◆ **Consigne**: Selon le texte fourni, en quel lieu la petite bande fait-elle sa première rencontre ?

C'est très proche de ce qu'on trouve dans la merveilleuse BD DMZ qui parle d'une guerre civile moderne aux USA (et qui correspond plus à ce que les gens s'attendaient à voir, mais qui a quelques années maintenant).
On plante le décors d'un pays occidental qui vit ce que les pays touchés par la guerre civile ont subit (petit goût d'effondrement). Y compris peut-être des pays touchés par les interventions américaines. On doit comprendre (en tant qu'occidentaux) "ça peut nous arriver". On en profite évidemment pour caractériser les personnages, car ce sont eux le sujet du film.
- Ils se rencontrent dans un hôtel et la jeune journaliste (Jessie) parle de la coïncidence que ses deux modèles s'appelle Lee, faisant référence à une photojournaliste qui a couvert la seconde guerre mondiale (dont la découverte du camp de Dachau ou l'appartement d'Hitler au moment de sa chute).
- La petite bande fait une première rencontre dans une station essence. Une bande de redneck défend sa propriété contre le pillage dû aux pénurie (inutile de rappeler la centralité du pétrole pour les USA). Ils torturent des gens qu'ils connaissent. Ça rappelle le Rwanda où des gens étaient massacrés par leurs voisins. Le lien entre propriété et armes à feu (et racisme) est constitutif de la violence aux Etats-Unis.

◆ **Données étudiées**:
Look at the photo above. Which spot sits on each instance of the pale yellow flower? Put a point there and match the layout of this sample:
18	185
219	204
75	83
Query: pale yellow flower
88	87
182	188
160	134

◆ **Réponse**: Dans une station essence.